*Requirements*:
Pick out every line in the items that contains the word "necktie" and copy each of those lines in full.

*Record list*:
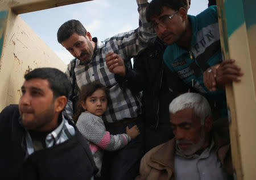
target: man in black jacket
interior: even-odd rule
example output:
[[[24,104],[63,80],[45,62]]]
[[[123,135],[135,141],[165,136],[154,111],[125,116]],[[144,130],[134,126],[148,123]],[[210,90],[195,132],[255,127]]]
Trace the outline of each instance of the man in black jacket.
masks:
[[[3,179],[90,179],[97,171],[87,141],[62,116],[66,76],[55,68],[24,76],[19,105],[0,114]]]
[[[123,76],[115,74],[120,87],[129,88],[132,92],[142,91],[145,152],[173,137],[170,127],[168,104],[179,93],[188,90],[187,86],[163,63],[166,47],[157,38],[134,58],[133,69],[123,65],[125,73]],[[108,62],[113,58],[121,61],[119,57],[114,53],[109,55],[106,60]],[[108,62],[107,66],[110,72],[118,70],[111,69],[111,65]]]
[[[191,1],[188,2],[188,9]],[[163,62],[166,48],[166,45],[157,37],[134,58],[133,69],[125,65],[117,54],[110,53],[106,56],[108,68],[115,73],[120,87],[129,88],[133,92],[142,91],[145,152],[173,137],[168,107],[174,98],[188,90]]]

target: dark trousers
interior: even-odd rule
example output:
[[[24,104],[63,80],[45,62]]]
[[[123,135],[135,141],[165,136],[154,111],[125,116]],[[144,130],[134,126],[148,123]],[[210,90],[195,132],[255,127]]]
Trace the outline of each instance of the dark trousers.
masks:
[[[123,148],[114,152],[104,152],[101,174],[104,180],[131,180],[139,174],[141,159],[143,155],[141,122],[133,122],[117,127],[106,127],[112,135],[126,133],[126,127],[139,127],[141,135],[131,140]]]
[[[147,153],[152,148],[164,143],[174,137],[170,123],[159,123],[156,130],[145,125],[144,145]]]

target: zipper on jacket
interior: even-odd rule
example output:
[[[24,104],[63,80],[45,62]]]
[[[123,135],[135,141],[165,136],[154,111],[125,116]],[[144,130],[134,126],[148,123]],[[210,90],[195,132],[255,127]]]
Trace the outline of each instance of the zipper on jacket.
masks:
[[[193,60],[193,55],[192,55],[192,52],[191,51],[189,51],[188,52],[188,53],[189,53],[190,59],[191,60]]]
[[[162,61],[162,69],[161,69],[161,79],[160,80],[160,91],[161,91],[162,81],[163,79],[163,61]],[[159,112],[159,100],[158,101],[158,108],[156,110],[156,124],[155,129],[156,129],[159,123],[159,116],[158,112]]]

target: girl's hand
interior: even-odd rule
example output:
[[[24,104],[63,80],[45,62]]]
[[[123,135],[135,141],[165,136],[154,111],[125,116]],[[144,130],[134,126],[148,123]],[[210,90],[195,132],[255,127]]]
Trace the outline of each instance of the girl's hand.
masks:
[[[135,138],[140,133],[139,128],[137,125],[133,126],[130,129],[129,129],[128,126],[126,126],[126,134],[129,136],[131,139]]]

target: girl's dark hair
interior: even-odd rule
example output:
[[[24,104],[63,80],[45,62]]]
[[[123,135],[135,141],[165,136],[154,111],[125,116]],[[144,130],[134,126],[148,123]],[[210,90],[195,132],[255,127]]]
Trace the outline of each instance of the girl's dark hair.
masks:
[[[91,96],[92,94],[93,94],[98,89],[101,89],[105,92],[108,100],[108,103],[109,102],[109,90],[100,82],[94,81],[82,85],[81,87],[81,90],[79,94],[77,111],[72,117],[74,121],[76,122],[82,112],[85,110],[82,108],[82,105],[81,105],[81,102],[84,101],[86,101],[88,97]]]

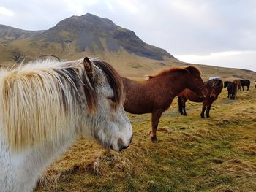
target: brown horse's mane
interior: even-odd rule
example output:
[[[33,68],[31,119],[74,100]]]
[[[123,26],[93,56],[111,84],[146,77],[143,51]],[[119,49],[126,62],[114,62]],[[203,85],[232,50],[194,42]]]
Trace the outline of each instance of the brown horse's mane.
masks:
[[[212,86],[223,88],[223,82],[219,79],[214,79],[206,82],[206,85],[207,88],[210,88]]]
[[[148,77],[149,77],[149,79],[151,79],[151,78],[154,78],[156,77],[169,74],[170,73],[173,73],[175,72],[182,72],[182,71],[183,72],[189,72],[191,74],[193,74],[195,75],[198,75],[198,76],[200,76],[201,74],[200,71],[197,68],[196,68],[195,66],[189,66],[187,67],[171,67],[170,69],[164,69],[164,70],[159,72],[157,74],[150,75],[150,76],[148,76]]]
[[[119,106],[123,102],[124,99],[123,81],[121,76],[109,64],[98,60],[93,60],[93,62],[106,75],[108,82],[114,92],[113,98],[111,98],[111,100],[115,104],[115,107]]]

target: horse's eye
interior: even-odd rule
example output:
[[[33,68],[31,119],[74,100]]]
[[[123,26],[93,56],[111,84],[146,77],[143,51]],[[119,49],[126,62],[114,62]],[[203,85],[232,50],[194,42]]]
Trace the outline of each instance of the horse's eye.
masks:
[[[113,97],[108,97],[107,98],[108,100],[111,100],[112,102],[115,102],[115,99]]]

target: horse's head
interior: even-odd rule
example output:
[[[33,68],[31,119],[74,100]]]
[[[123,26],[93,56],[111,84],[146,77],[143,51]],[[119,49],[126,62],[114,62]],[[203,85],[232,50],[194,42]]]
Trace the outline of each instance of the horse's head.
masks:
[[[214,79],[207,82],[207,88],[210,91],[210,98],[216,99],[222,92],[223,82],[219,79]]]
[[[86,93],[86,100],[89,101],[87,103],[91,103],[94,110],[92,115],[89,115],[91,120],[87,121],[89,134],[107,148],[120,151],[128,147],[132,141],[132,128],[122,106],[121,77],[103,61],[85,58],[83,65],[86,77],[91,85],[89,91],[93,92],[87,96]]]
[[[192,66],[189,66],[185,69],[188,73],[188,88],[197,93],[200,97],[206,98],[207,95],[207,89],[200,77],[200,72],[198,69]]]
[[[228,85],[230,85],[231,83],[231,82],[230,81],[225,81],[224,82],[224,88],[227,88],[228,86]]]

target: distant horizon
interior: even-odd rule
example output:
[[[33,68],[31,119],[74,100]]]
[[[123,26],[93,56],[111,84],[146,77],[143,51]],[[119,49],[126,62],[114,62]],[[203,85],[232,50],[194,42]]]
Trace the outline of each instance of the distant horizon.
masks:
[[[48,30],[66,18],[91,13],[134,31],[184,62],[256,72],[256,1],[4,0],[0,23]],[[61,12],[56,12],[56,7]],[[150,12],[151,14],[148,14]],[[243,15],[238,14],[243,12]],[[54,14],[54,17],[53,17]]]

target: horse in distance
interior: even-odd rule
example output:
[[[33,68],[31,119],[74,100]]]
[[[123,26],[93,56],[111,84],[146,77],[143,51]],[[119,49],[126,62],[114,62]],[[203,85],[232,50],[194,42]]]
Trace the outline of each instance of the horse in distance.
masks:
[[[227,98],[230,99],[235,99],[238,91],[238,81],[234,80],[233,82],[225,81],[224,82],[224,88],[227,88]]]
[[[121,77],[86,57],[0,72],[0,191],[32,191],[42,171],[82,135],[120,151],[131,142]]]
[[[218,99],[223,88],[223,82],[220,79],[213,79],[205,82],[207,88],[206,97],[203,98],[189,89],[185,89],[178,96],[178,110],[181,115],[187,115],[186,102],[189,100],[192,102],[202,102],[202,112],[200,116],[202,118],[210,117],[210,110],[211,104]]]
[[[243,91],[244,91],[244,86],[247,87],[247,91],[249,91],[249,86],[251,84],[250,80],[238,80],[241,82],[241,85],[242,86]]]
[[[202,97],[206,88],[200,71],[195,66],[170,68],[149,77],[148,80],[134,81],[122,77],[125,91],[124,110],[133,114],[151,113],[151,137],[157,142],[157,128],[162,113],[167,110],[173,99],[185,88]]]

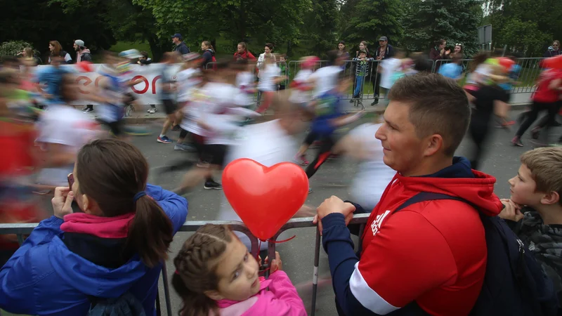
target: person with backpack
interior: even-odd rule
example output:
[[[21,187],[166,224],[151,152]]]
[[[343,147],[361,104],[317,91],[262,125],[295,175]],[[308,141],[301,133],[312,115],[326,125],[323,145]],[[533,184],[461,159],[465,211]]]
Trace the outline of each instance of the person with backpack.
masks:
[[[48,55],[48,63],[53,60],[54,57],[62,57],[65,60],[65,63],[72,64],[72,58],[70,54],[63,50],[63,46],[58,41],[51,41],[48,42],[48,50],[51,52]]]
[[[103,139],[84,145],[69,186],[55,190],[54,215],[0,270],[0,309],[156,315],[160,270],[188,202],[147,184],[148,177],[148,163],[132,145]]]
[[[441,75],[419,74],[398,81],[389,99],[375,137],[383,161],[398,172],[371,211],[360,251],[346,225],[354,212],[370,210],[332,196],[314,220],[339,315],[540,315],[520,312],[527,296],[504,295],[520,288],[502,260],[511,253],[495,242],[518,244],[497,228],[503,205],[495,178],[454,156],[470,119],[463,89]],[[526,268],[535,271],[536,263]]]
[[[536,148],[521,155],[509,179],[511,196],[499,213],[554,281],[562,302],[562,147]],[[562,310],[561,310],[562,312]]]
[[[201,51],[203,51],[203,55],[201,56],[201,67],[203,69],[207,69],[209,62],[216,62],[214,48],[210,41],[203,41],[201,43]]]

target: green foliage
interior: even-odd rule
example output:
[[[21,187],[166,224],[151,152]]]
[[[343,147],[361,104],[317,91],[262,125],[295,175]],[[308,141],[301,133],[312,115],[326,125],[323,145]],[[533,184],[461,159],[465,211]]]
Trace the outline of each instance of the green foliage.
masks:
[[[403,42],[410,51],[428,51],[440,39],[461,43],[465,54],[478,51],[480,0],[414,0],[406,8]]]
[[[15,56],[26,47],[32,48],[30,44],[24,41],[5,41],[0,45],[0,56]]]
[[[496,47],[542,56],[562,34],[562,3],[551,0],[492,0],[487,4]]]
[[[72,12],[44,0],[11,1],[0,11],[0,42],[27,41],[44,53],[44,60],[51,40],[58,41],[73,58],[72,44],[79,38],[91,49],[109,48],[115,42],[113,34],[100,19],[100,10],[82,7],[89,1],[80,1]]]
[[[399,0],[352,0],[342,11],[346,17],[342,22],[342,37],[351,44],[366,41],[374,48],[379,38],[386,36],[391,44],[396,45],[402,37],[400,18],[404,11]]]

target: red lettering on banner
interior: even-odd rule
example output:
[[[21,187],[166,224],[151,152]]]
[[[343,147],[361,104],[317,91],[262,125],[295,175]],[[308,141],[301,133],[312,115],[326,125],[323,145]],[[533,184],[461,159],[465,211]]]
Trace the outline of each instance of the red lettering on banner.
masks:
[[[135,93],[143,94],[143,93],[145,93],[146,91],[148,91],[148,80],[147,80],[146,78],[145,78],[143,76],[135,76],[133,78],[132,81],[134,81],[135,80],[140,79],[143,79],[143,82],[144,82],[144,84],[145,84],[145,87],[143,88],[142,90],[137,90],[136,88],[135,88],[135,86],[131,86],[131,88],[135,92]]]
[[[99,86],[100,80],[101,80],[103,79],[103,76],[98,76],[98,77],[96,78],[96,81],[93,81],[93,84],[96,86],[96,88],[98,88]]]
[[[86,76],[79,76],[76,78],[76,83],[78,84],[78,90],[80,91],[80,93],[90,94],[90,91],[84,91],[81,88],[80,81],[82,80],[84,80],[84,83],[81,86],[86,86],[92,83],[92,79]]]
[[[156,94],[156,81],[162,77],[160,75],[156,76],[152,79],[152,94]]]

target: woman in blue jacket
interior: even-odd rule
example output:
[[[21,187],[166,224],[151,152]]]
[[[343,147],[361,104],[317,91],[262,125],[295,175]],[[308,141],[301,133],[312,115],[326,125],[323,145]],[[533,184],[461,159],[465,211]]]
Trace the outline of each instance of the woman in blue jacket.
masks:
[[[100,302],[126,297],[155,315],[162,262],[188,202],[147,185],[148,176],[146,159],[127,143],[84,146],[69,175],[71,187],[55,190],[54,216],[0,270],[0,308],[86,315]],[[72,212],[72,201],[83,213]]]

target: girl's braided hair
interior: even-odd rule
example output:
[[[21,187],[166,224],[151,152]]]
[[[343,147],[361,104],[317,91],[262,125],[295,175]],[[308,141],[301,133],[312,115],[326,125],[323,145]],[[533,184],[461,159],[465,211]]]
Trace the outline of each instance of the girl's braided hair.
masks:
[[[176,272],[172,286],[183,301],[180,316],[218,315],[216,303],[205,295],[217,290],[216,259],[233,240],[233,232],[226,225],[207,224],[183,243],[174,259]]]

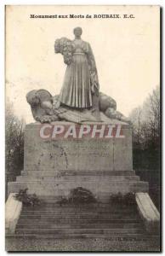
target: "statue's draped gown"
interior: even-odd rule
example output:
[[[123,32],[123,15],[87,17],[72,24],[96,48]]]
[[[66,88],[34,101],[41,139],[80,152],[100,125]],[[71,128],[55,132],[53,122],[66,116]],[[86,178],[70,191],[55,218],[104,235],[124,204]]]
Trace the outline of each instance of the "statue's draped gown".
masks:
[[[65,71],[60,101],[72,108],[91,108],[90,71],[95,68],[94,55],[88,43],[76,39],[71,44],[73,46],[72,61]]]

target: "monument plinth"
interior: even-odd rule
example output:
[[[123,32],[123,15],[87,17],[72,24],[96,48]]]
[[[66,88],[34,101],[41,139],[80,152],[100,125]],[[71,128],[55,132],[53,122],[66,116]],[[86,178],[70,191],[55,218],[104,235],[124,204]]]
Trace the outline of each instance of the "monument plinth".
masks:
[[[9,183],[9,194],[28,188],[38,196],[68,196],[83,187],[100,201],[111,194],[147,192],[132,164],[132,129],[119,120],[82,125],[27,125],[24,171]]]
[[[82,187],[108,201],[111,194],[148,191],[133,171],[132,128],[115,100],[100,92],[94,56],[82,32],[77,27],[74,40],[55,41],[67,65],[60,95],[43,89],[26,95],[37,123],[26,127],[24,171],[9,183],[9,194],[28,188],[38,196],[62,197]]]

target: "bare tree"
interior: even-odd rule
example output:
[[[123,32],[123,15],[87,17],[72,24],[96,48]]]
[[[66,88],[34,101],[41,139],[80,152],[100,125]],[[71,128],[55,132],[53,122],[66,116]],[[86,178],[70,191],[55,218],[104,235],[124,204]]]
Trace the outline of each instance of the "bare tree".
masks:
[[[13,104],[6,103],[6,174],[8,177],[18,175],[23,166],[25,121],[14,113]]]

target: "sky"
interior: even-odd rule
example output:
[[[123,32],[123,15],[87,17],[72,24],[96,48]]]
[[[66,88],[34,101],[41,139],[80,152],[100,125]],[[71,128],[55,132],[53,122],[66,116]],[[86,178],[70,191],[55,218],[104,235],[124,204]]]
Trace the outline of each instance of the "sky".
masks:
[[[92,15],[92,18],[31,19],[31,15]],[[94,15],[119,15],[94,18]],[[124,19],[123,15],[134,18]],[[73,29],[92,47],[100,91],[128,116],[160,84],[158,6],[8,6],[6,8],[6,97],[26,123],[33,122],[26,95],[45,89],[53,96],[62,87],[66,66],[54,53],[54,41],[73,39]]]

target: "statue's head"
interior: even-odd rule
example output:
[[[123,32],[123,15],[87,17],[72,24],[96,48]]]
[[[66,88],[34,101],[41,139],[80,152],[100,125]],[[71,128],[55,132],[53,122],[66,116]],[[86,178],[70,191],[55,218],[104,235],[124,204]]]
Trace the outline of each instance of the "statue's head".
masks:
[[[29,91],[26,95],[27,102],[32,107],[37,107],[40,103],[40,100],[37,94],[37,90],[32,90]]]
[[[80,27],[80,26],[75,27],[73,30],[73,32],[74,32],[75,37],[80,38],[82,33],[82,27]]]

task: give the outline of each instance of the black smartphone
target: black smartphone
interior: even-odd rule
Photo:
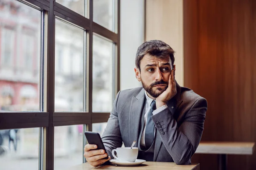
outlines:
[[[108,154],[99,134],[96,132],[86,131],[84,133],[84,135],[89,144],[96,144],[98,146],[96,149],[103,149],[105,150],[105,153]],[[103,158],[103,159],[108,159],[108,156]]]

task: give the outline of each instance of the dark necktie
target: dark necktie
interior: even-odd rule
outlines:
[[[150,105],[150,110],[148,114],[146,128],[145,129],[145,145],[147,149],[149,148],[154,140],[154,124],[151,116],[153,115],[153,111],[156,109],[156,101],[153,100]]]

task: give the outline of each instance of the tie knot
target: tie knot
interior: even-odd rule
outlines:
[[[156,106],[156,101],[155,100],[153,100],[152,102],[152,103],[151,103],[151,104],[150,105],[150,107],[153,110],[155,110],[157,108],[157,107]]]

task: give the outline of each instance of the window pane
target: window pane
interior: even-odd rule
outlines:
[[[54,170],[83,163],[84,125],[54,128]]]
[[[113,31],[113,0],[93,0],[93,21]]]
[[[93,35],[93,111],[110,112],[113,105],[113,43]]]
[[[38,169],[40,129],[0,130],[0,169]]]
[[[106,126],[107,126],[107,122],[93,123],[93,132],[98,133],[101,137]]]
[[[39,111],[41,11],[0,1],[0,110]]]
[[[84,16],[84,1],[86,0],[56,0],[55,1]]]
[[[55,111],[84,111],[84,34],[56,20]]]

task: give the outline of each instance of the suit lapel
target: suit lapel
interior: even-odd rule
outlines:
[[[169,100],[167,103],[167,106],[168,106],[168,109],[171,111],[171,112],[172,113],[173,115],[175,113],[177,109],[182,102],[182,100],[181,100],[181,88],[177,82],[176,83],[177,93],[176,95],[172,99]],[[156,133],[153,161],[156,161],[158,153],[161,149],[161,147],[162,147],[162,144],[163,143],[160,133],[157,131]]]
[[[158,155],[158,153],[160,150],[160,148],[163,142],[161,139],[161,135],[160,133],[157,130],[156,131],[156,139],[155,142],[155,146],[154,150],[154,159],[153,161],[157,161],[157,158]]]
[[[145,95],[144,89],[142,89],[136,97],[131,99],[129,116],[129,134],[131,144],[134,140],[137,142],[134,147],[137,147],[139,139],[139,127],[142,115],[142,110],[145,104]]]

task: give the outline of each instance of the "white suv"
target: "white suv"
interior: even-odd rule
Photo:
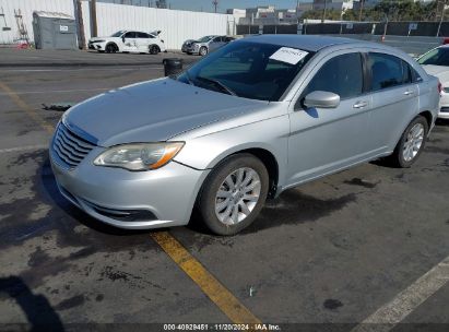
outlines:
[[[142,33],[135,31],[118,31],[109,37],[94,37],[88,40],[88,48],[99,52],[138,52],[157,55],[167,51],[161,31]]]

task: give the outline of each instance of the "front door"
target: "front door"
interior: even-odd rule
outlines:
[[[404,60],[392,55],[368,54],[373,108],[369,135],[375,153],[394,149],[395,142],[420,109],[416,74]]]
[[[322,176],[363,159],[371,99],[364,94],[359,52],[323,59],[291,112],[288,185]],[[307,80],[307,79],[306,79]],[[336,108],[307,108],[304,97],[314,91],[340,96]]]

*Problem solution*:
task: give the outline of each instance of the dark necktie
target: dark necktie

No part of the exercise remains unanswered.